Which lines in the listing below contain the string "table", counting only matches with the same capitalization? Pick out each of those lines and copy it in full.

Data for the task =

▶

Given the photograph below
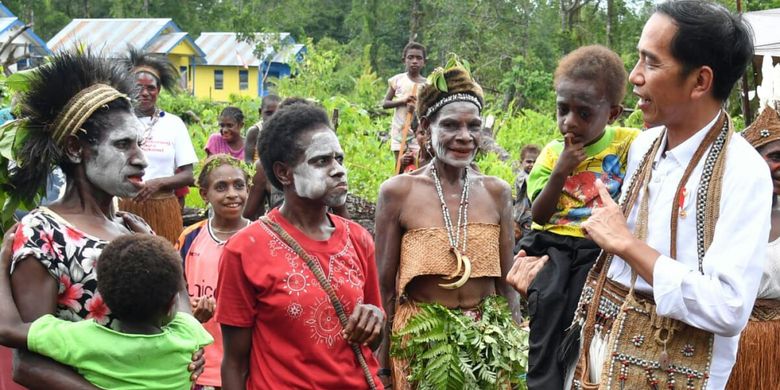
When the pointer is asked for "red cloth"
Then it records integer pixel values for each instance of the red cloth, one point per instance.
(296, 335)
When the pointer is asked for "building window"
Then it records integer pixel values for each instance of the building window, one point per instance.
(218, 79)
(243, 79)
(183, 77)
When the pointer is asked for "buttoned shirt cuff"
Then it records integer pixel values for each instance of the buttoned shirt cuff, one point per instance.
(668, 276)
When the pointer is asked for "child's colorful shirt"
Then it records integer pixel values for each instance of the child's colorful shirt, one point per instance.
(121, 361)
(403, 86)
(606, 159)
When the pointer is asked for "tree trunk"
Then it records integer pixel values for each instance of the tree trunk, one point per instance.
(415, 20)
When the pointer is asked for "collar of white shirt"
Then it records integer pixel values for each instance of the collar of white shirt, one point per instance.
(683, 153)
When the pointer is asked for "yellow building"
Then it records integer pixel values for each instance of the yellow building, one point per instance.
(112, 37)
(233, 68)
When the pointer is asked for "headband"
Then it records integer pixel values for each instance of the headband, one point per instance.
(147, 69)
(765, 129)
(80, 107)
(458, 97)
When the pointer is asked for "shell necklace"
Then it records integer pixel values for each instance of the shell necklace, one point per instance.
(453, 233)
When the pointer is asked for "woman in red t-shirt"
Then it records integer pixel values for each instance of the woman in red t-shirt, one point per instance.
(280, 330)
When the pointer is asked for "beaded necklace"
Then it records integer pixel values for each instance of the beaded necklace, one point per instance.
(454, 234)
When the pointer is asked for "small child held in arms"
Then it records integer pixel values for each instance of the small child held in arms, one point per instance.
(229, 139)
(399, 96)
(268, 107)
(223, 185)
(139, 277)
(590, 84)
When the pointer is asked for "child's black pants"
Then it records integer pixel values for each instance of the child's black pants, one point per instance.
(552, 300)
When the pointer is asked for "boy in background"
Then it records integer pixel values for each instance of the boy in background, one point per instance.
(268, 107)
(590, 83)
(139, 277)
(399, 96)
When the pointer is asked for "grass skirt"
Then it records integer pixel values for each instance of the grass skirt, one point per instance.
(438, 347)
(163, 214)
(758, 357)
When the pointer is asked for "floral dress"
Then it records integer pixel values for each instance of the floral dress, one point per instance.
(70, 256)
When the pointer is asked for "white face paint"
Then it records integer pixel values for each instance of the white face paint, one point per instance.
(116, 165)
(321, 175)
(453, 146)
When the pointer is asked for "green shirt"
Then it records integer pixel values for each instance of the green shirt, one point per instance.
(112, 360)
(606, 160)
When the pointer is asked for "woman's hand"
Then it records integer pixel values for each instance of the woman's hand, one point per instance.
(364, 325)
(135, 223)
(203, 308)
(524, 271)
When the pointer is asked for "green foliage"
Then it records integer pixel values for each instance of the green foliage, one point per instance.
(207, 112)
(447, 349)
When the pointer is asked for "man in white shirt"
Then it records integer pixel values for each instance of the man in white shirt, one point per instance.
(691, 53)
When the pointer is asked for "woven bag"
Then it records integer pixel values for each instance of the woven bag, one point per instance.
(645, 350)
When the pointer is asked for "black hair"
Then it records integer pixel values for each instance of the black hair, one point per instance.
(138, 276)
(597, 64)
(278, 142)
(51, 86)
(708, 34)
(234, 113)
(168, 75)
(270, 98)
(415, 45)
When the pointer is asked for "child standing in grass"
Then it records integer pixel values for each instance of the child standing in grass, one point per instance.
(590, 83)
(139, 277)
(399, 96)
(223, 185)
(229, 139)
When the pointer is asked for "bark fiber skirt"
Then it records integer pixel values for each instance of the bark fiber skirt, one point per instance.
(758, 357)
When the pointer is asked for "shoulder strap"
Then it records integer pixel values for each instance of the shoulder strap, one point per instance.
(316, 269)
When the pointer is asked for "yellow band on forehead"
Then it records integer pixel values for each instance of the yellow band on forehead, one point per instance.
(147, 69)
(80, 107)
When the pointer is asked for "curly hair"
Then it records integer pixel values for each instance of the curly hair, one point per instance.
(234, 113)
(217, 160)
(50, 88)
(597, 63)
(138, 276)
(458, 81)
(414, 45)
(167, 76)
(278, 142)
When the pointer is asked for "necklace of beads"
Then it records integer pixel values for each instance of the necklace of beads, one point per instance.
(454, 234)
(148, 131)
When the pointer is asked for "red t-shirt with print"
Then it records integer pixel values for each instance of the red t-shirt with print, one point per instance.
(296, 334)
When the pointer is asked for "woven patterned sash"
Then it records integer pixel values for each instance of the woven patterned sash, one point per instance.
(316, 269)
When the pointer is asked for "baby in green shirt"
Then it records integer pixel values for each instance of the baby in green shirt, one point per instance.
(139, 277)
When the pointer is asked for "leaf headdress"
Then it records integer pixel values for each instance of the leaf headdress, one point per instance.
(448, 85)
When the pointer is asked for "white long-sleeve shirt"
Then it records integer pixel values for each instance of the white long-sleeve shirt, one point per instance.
(720, 300)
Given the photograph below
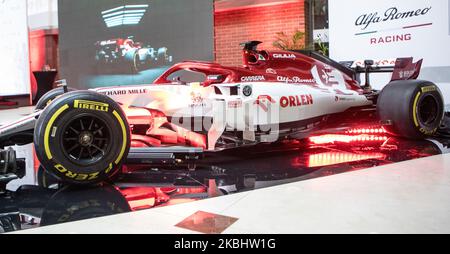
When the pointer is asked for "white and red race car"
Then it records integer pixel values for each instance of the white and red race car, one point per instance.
(85, 136)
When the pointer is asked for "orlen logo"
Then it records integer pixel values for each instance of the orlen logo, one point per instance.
(91, 105)
(284, 56)
(253, 78)
(296, 101)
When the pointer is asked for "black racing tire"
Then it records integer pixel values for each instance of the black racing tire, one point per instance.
(47, 98)
(82, 137)
(137, 65)
(411, 108)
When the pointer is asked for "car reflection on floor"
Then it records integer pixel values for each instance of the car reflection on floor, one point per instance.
(233, 171)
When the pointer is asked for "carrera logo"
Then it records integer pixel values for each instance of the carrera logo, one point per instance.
(253, 78)
(296, 101)
(91, 105)
(284, 56)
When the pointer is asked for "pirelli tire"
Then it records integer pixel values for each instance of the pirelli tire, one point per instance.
(82, 137)
(51, 95)
(411, 108)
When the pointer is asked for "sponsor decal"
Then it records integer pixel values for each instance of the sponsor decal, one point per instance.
(343, 99)
(296, 101)
(264, 101)
(235, 104)
(247, 91)
(284, 56)
(295, 80)
(390, 39)
(91, 105)
(252, 78)
(78, 177)
(271, 71)
(391, 14)
(428, 89)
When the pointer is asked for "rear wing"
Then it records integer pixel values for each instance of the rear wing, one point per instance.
(401, 68)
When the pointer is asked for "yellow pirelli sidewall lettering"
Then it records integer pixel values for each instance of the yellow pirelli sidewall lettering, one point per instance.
(428, 89)
(416, 101)
(124, 136)
(48, 129)
(91, 105)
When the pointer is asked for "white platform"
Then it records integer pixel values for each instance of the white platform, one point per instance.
(408, 197)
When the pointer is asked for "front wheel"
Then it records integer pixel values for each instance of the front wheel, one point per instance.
(82, 138)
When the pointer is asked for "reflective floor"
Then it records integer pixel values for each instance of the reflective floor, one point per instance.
(225, 173)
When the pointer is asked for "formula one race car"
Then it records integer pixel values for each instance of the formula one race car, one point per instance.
(85, 136)
(127, 52)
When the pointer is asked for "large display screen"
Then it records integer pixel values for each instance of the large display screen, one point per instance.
(129, 42)
(14, 61)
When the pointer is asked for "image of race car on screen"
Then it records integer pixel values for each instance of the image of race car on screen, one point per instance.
(131, 55)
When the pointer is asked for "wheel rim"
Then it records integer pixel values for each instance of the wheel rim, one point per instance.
(86, 140)
(428, 110)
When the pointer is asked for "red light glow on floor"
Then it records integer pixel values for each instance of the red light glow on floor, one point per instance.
(333, 158)
(333, 138)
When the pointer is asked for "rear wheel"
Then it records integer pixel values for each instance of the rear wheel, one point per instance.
(82, 138)
(411, 109)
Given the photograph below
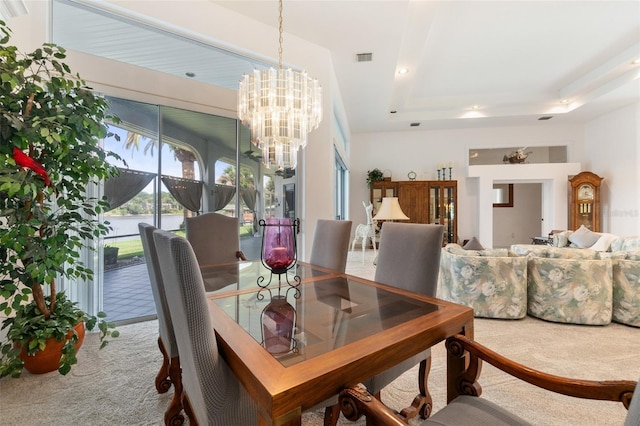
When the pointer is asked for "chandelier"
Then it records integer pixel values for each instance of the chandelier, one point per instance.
(280, 107)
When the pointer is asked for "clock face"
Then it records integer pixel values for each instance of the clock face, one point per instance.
(585, 192)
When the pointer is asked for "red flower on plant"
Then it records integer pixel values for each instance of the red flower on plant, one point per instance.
(24, 160)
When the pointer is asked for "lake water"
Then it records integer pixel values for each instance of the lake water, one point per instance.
(128, 225)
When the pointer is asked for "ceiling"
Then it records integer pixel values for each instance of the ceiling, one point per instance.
(470, 63)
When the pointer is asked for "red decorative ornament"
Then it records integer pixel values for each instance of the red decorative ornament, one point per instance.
(24, 160)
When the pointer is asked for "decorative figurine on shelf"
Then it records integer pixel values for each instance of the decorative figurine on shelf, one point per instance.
(516, 157)
(279, 249)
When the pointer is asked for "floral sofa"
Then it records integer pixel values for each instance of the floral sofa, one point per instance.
(490, 281)
(584, 285)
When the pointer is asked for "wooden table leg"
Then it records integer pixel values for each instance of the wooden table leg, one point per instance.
(292, 418)
(456, 365)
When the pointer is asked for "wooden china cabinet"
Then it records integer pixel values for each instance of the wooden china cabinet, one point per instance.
(426, 201)
(584, 201)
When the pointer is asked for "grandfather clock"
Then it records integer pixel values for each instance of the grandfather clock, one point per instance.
(584, 201)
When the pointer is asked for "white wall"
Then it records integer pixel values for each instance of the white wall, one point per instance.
(421, 151)
(612, 151)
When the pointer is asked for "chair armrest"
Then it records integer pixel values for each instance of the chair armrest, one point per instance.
(466, 383)
(356, 402)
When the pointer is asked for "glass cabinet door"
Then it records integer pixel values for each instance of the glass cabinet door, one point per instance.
(442, 208)
(449, 214)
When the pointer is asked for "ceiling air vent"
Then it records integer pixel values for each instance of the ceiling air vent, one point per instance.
(364, 57)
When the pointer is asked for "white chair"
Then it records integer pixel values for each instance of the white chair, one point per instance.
(367, 232)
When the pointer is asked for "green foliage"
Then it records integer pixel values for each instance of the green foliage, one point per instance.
(374, 175)
(31, 328)
(53, 122)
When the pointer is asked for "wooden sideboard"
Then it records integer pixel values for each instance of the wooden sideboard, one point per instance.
(424, 201)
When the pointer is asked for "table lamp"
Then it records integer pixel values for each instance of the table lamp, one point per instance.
(390, 210)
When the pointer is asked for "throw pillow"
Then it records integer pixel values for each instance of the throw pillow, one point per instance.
(604, 242)
(584, 237)
(473, 244)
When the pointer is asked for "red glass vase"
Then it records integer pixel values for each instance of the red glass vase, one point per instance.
(278, 318)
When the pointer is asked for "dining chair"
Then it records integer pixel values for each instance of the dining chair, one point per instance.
(331, 244)
(215, 238)
(211, 392)
(409, 258)
(170, 369)
(469, 409)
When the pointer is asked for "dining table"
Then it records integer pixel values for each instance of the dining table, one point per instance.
(336, 330)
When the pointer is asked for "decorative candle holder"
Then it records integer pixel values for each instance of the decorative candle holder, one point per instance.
(279, 249)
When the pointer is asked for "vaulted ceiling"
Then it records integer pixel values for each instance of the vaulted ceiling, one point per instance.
(469, 63)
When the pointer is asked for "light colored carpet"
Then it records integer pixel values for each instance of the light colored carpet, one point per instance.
(115, 386)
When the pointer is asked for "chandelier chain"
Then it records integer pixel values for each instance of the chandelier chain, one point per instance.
(280, 39)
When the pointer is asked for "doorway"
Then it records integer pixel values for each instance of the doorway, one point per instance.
(521, 219)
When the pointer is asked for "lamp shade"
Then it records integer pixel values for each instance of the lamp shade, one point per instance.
(390, 210)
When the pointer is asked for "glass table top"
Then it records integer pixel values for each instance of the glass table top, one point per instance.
(241, 276)
(326, 314)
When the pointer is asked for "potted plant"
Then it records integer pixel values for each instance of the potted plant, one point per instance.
(50, 131)
(374, 175)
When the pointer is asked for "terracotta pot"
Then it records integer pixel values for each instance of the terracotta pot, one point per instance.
(48, 359)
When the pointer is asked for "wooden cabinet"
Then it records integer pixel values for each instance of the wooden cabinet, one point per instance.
(443, 207)
(413, 199)
(584, 201)
(431, 201)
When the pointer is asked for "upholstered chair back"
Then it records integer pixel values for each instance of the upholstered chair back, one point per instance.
(409, 256)
(165, 327)
(331, 244)
(214, 237)
(213, 392)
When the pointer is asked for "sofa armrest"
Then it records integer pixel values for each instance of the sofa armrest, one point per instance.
(612, 390)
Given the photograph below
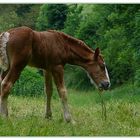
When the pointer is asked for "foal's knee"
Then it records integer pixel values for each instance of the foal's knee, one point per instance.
(5, 87)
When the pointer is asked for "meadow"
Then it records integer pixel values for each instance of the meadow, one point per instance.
(26, 115)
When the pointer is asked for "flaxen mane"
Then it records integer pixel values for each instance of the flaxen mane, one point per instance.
(76, 45)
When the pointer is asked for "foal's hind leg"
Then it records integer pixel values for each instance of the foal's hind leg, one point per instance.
(6, 85)
(58, 74)
(48, 90)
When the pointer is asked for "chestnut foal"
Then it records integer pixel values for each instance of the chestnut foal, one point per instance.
(50, 51)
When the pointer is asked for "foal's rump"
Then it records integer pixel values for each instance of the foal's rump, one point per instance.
(19, 46)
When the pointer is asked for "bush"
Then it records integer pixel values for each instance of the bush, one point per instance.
(137, 78)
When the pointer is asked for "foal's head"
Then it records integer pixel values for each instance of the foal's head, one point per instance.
(97, 71)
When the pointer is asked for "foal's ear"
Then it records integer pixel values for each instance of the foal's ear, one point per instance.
(96, 54)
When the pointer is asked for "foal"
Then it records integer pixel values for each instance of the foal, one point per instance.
(49, 51)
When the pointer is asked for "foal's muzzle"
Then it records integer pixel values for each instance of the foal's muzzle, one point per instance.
(104, 85)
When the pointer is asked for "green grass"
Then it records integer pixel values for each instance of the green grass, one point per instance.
(26, 115)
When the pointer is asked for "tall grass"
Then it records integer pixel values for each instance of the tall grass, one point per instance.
(26, 115)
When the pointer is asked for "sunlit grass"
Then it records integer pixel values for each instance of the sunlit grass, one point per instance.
(26, 115)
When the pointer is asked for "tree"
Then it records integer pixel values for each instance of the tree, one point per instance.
(52, 16)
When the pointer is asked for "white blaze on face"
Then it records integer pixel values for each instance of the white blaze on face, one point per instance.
(4, 38)
(91, 80)
(107, 75)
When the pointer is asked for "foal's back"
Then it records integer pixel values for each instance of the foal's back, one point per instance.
(43, 48)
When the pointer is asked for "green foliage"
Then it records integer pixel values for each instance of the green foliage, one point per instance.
(137, 78)
(52, 16)
(73, 19)
(18, 15)
(115, 30)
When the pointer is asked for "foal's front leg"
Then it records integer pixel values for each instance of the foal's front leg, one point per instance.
(6, 85)
(48, 91)
(58, 74)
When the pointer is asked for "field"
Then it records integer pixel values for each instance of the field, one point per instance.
(26, 115)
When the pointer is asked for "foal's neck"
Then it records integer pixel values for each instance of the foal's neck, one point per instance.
(80, 54)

◀

Worked answer =
When the pointer is asked for "wooden table leg"
Then it records integer pixel values for each instance of the wooden table leg, one point per instance.
When the pointer is asked for "table lamp"
Then it records integer pixel values for each instance of the table lamp, one point per instance.
When the pointer is asked for "dining table"
Then it records integer pixel values for each instance of the dining table, one point per instance.
When the pointer is asked for "glass table top"
Then it records integer pixel values for each instance of the glass table top, one point per instance.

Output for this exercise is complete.